▸ Extrait du texte:
+--

A commencer par le roman qui a ouvert à la cathédrale les portes de son destin universel : Notre-Dame de Paris de Victor Hugo. « Au début du XIXᵉ siècle, la cathédrale, peu entretenue, se dégradait au point qu’une démolition était envisagée. En faisant du monument le personnage principal de Notre-Dame de Paris, qui paraît en 1831, Victor Hugo a fait naître un grand mouvement populaire à l’origine – entre autres – de l’important chantier de rénovation dirigé par Viollet-le-Duc », raconte Adrien Goetz, historien de l’art et écrivain, préfacier de la réédition de Notre-Dame de Paris en Folio.

La cathédrale évoque aujourd’hui un personnage désarticulé, une de ces « gueules cassées » chères à Victor Hugo

Sauvée par la puissance d’un seul livre, Notre-Dame offre à jamais un double visage : elle est à la fois monument architectural et monument littéraire. « C’est ce qui fait toute la singularité de ce projet d’anthologie, inenvisageable avec un autre monument », observe Michel Crépu, écrivain et rédacteur en chef de La Nouvelle Revue Française« Nous avons voulu, avec cet ouvrage, relier ces deux registres : la cathédrale de papier et la cathédrale de pierre », confirme Blanche Cerquiglini, éditrice de Notre-Dame des écrivains et responsable de Folio Classique.

+--

[Enregistrements issus d'une collection]
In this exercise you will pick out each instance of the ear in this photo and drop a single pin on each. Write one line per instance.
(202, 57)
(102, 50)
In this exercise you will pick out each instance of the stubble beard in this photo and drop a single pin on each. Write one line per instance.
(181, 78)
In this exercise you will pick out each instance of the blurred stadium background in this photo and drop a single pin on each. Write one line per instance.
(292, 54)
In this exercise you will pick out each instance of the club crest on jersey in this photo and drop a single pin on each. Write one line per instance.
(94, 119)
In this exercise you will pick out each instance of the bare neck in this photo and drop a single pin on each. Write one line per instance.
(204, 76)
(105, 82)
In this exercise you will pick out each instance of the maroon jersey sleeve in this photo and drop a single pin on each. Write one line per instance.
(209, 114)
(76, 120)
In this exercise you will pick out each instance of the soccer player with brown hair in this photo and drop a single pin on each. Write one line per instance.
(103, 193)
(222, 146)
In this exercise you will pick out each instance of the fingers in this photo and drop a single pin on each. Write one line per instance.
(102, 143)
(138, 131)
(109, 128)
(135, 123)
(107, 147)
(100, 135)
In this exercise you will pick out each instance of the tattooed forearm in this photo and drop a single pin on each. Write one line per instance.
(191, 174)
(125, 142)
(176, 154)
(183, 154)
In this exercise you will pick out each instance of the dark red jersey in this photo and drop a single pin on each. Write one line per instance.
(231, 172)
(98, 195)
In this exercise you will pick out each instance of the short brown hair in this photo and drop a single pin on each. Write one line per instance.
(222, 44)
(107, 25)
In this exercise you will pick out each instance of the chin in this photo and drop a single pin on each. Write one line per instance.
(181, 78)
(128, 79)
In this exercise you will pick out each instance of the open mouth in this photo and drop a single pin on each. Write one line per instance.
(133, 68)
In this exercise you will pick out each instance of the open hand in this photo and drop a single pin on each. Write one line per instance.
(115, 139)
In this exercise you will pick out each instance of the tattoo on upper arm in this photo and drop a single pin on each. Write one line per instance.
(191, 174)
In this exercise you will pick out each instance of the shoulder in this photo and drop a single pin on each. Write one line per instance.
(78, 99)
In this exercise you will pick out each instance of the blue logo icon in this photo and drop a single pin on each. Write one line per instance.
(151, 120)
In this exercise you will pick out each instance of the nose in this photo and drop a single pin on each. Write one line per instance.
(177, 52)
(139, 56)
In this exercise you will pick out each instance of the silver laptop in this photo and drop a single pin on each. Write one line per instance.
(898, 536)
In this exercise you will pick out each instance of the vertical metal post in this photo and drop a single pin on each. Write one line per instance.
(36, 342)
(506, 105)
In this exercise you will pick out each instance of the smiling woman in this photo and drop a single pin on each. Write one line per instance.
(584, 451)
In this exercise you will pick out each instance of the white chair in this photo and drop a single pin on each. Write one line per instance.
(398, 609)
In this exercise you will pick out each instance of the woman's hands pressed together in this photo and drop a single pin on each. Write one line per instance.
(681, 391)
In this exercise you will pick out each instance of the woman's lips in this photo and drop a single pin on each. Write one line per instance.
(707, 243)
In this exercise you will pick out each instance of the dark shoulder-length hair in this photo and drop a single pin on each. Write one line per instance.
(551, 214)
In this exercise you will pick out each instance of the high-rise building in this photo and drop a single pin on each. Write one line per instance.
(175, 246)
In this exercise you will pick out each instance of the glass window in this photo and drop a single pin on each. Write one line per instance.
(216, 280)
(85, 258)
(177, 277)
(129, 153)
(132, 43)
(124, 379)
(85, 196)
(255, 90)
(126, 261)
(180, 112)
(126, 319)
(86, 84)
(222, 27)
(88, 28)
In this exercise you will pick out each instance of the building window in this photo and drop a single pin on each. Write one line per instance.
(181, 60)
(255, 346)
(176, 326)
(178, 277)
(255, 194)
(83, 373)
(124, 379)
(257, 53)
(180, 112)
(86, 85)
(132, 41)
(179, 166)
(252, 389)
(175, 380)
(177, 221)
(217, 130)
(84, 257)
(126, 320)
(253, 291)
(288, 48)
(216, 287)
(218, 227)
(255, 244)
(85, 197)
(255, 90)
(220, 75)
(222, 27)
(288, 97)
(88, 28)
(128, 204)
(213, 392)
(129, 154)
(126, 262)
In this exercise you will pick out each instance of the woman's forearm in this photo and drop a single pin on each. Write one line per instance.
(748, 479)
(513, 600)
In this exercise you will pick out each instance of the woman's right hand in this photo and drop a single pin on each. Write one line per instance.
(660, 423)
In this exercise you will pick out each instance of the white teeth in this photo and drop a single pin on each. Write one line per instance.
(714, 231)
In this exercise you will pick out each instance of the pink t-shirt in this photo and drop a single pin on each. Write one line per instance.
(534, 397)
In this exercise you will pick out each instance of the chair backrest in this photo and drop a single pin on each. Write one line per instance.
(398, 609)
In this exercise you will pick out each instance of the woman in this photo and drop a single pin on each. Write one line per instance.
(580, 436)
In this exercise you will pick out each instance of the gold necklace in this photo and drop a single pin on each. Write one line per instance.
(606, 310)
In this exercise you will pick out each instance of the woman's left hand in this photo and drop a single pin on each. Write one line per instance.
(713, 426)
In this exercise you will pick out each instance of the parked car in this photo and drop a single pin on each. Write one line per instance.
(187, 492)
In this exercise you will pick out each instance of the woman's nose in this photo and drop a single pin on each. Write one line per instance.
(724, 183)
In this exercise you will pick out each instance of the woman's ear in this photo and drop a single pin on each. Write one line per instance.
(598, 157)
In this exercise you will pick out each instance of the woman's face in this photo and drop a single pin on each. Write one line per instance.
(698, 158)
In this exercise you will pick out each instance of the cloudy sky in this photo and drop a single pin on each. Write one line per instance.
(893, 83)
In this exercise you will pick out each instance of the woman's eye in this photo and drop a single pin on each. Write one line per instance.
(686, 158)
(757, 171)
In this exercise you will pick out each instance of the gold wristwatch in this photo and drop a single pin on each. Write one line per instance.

+--

▸ Consigne: Traduisez en anglais cette phrase de l'extrait sur Notre-Dame : « Sauvée par la puissance d'un seul livre, Notre-Dame offre à jamais un double visage : elle est à la fois monument architectural et monument littéraire. » Cette liste provient d'une autre source.

▸ Réponse complète: Saved by the power of a single book, Notre-Dame forever presents a double face: it is at once an architectural monument and a literary monument.